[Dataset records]
· · · · ·
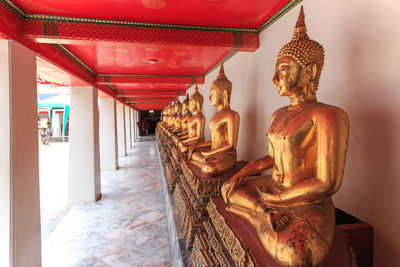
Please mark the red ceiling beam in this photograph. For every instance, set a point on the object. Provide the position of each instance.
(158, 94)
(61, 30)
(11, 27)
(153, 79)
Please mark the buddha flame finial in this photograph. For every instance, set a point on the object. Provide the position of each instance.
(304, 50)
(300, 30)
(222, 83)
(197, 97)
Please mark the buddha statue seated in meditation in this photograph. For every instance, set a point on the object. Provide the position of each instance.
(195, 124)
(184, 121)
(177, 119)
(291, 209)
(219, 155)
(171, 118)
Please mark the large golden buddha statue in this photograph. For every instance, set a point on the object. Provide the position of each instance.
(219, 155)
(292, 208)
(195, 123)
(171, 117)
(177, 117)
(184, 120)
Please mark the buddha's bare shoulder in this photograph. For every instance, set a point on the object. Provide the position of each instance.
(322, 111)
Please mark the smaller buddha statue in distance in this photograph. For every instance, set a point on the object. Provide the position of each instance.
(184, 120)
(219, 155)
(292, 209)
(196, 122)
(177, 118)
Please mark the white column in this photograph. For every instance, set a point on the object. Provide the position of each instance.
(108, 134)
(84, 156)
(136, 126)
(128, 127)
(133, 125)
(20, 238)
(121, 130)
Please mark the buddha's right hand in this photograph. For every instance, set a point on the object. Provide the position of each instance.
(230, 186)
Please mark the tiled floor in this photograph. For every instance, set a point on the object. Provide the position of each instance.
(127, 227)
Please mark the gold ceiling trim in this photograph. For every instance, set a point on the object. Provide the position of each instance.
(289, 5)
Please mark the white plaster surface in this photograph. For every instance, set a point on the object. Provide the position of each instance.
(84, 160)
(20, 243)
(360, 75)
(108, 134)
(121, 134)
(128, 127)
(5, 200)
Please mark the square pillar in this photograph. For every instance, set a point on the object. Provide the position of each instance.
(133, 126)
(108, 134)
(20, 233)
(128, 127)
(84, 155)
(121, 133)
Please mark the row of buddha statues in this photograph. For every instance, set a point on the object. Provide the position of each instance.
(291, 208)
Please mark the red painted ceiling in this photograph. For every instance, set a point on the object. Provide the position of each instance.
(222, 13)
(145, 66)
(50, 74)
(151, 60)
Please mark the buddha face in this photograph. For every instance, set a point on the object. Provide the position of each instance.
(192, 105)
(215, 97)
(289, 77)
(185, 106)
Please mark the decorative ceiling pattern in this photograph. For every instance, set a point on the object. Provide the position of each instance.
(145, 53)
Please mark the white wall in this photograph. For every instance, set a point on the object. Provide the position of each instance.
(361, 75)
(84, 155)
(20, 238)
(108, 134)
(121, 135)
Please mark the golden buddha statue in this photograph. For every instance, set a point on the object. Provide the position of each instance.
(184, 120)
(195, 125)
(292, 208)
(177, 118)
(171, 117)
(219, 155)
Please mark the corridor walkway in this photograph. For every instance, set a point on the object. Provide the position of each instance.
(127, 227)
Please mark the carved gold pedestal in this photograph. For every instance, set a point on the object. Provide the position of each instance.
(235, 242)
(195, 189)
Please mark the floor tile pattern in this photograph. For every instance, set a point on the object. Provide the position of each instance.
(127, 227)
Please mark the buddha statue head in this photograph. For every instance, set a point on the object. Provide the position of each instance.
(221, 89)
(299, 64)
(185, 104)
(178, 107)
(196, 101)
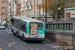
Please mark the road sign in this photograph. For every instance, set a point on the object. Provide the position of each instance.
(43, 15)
· · · · ·
Stated task ▸
Copy the listing over exactly, skipping the pictures it holds.

Answer in full ▸
Please mark the red ceiling beam in this photograph. For every instance, set a point on the object. Provide the position of each instance.
(158, 94)
(61, 30)
(11, 27)
(153, 79)
Please mark the buddha flame finial in this photograph. For every instance, set a point on the object. Provide the position of each instance.
(304, 50)
(300, 30)
(222, 83)
(197, 97)
Please mark the buddha statue seated in meditation in this photograph. For every instance, set a point on the object. Provide the position of each instance.
(195, 124)
(184, 121)
(177, 119)
(291, 209)
(219, 155)
(171, 118)
Please mark the large golden buddha statue in this photograph. For every instance, set a point on the object. Provide the position of each instance.
(219, 155)
(292, 208)
(195, 123)
(171, 117)
(177, 117)
(184, 120)
Please mark the buddha's bare shoulder in this photograph. For every instance, set a point on the object. Provide the position of each instance.
(322, 111)
Please mark the smaller buddha statue in distance in this photograph. For every instance, set a point on the object. Provide the position of each instance.
(184, 120)
(219, 155)
(292, 209)
(196, 122)
(177, 118)
Please mark the white column in this photograph. For every instance, set a point on the object. Provide the position of each instance.
(108, 134)
(84, 156)
(136, 126)
(128, 127)
(133, 125)
(20, 238)
(121, 130)
Please mark the buddha's right hand in this photograph. For every instance, set a point on the object. Provide the position of each instance.
(230, 186)
Please mark the tiled floor in this photograph. For every instance, set a point on the object. Provide the position of each instance.
(127, 227)
Please mark the gold ceiling trim in this photograph. For every instance, set a point on the object. Provide the position of each instance.
(289, 5)
Please mark the white plaster surface in this photograph. For every instance, set a point on the object. Provide the position of each instance.
(84, 160)
(20, 243)
(360, 75)
(108, 134)
(121, 134)
(128, 127)
(5, 200)
Please mark the square pillar in this photograph. For every instance, set a point on the object. Provide the position of each instance.
(133, 126)
(108, 134)
(20, 233)
(128, 127)
(84, 155)
(121, 133)
Please mark the row of buddha statues in this photograph. For every instance, set a point on the object. Provide the position of each instance.
(291, 208)
Please mark the red painted ceiling in this photograph. For every instance, set a point on the object. Provide the position of each instance.
(222, 13)
(145, 66)
(50, 74)
(151, 60)
Please mark the buddha face in this photograph. For every instance, set a point on the object. Provide the position of each instance.
(192, 105)
(215, 97)
(289, 77)
(185, 106)
Please mark the decorative ceiling pattern in this photograph. For every instance, set a point on the object. Provide the position of each instance.
(145, 53)
Please mark the white wall in this photograph. For every instance, set a point on the object. Provide the position of each instance.
(361, 75)
(84, 155)
(20, 238)
(108, 134)
(121, 135)
Please mark the golden buddha statue in this photograph. For every instance, set a point on the object. Provide the position of each instance.
(184, 120)
(195, 125)
(292, 208)
(177, 118)
(171, 117)
(219, 155)
Please mark the corridor walkway in this photograph. For every instance, set a point on the object. Provide the position of each instance.
(127, 227)
Please mark the carved gold pedestal in this photograph. For every instance, set a point on the object. Provide the position of each instance.
(235, 242)
(195, 189)
Please mark the floor tile pattern in this photograph. For every instance, set a point on the object. Provide the position of each instance.
(127, 227)
Please mark the buddha statue head in this photograph. For every instance, set a point on the object. Provide the position of each instance.
(221, 89)
(299, 64)
(185, 104)
(178, 107)
(196, 101)
Please mark the road sign in this photograph. For every instance, set a point on the object. Provide the position of each instance.
(43, 15)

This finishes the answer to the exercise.